Supplied passage:
◇ ◇ ◇ ◇ ◇ ◇ ◇
# my new nano cube



## dwhite645 (Jan 9, 2005)

I had another post going here about possibly selling nano's to those that would like them. I built this one from 1/8" glass and cut it exactly for a tight fit. I sealed it using all glass aquarium brand clear sealant. This one is an 8" cube, which is approximately 2.23 US gal. I just added the plants yesterday, which are clippings from my other tanks. The gravel is basic black gravel with laterite mixed in the bottom. I bought some rocks at a nursery for about .20 cents/pound as opposed to the same rocks at the LFS for about $4/pound. I busted them with a sledge hammer for a nice ragged look. I'm running DIY Co2 from a 20 oz soda bottle, into the intake of a whisper 10. The heater is a 7W very tiny unit that keeps the temp at 77F. I made the hood which is rectangular and houses a single 10W CF rated at 6500K. Let me know what you guys/gals think about my scape, any suggestions are welcomed. Also, if anybody would be interested in having me make one, please let me know. Thanks!


----------



## turtlehead (Nov 27, 2004)

where did you get the grey rocks from? The tank looks nice.


----------



## dwhite645 (Jan 9, 2005)

the grey rocks came from a landscaping/plant nursery. They are the same rocks that you find at the fish store, but an extreme fraction of the cost. These were about baseball sized and I only used half of one.


----------



## turtlehead (Nov 27, 2004)

wont it alter to a higher ph? and did you make that tank?


----------



## dwhite645 (Jan 9, 2005)

They shouldn't alter Ph, but I'm keeping my eye on it. They're the same ones found at the fish store. Yes, I made the tank.


----------



## Osteomata (Jan 11, 2005)

You ready to start selling those yet? I would consider making one myself, but the wife would produce cattle if bought a new set of tools and equipment for yet another DIY project. Our one bedroom condo doesn't exactly allow for a work room. If you do start selling them, let us know. I might be interested in one if it had thicker glass (I just don't trust the 1/8" without a rim)


----------



## turtlehead (Nov 27, 2004)

that glass looks thin, will it break? It's 8x8x8 huh?


----------



## dwhite645 (Jan 9, 2005)

well, it's 1/8" double strength glass and it's very sturdy. I did much testing with the tank and spare pieces. I tested it by repeatedly picking up the cube filled with water and setting it down - a big no no for any tank that's filled. With it empty I jostled it, stacked heavy weights on it, put side pressure on it an no problem. However, it is glass, so if it drops or something hits it hard, it's toast. I did all this to test it. With spare strips, I beat them on the trash can and it took a lot of force for it to break. I'm all ready to go. I have large caulk gun sized tubes of the sealant. if interested, PM me with any questions. I love building stuff!


----------



## turtlehead (Nov 27, 2004)

do you have any close up pictures of the tank?


----------



## Piscesgirl (Feb 25, 2004)

Can you post a picture from another angle? I'm always impressed by folks that can make stuff -- good for you!
◇ ◇ ◇ ◇ ◇ ◇ ◇
Written instruction A:
Count the lines in the listing below that contain the string "white", treating uppercase and lowercase letters as different, and give only the number.

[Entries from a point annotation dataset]
◇ ◇ ◇ ◇ ◇ ◇ ◇
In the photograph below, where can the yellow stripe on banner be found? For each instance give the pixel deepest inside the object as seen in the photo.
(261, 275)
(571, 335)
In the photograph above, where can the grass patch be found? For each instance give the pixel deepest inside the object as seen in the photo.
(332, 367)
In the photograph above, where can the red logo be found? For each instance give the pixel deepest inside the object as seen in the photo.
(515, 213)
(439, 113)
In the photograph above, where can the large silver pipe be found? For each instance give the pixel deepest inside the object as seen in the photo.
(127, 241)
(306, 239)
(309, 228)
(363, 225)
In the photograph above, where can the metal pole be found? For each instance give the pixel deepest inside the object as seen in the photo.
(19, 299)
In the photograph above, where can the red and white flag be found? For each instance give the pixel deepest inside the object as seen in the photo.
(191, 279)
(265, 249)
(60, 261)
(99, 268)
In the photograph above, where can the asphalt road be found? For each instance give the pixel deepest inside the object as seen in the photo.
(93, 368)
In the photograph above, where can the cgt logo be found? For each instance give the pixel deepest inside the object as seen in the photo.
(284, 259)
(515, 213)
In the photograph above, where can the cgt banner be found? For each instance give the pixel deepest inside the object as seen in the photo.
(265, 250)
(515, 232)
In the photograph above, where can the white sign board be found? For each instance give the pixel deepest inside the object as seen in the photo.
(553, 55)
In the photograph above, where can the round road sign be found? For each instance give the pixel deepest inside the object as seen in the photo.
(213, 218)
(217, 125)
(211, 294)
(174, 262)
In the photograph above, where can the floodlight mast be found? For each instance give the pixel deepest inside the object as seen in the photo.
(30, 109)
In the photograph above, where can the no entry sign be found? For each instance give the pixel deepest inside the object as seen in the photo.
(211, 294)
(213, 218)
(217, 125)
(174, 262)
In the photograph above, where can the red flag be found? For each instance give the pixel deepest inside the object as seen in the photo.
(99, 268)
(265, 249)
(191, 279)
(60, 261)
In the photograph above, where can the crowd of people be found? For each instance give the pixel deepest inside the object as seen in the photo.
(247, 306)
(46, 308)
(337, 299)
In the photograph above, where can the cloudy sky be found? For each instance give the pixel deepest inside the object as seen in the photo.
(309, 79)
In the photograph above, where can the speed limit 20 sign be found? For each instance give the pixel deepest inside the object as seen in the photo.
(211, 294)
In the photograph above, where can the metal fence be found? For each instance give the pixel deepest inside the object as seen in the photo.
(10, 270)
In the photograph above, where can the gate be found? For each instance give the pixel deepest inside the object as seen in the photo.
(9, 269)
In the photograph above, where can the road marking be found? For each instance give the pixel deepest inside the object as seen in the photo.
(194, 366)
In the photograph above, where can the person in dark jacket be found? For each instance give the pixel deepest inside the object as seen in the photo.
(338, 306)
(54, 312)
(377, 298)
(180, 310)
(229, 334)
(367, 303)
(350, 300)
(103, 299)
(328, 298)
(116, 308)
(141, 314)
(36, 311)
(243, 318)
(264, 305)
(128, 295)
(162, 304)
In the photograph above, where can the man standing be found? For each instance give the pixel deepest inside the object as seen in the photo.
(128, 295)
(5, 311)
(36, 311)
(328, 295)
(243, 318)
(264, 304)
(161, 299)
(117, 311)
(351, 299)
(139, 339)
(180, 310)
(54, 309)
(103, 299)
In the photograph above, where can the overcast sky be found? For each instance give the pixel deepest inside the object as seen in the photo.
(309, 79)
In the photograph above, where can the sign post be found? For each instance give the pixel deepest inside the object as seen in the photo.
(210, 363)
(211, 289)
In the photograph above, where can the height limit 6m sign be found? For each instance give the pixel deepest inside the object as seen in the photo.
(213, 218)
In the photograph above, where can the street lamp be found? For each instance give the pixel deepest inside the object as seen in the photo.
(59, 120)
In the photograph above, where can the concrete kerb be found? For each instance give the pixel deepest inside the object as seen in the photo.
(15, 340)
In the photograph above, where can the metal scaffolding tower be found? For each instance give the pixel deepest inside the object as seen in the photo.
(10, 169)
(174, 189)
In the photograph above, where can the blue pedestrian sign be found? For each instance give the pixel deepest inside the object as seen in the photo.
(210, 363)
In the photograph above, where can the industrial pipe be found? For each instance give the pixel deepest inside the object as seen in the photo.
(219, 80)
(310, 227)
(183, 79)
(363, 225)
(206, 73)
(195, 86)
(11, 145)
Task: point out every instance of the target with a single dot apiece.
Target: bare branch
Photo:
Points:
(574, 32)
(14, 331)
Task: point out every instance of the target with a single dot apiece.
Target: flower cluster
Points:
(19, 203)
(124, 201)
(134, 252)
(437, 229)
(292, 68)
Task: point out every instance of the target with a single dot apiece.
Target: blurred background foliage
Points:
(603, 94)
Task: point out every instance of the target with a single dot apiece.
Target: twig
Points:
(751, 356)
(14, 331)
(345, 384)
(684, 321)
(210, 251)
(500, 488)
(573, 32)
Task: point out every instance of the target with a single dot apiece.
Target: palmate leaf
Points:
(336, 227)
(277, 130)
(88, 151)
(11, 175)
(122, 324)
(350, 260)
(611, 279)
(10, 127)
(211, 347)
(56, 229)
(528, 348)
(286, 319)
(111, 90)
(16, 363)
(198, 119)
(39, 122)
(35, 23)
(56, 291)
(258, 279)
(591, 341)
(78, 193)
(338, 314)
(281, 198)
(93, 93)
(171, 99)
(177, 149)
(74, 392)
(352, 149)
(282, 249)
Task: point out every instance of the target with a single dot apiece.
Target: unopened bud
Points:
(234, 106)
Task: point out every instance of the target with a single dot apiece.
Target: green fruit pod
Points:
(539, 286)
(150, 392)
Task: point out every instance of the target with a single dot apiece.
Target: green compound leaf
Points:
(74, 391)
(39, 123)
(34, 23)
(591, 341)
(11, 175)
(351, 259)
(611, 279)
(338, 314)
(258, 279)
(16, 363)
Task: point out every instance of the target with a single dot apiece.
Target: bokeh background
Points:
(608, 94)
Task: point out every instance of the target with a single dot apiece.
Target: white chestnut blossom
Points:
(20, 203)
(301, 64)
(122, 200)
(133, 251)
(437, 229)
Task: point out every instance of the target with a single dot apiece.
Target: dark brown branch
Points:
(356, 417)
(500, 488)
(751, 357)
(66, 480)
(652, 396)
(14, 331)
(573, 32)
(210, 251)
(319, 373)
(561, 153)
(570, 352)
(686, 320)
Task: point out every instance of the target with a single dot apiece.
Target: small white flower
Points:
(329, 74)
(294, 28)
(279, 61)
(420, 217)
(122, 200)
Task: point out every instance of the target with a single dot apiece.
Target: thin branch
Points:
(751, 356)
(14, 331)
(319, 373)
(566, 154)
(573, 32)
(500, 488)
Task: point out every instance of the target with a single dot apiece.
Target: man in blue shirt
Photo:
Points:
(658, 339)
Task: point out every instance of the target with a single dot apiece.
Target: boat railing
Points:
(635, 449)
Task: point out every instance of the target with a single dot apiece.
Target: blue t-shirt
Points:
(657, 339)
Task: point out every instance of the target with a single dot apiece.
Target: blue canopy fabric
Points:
◇ ◇ ◇ ◇ ◇ ◇ ◇
Written instruction B:
Reproduce the passage of the nano cube thread between "They shouldn't alter" and "(Jan 11, 2005)", inclusive.

Task result A:
4

Task result B:
They shouldn't alter Ph, but I'm keeping my eye on it. They're the same ones found at the fish store. Yes, I made the tank.


----------



## Osteomata (Jan 11, 2005)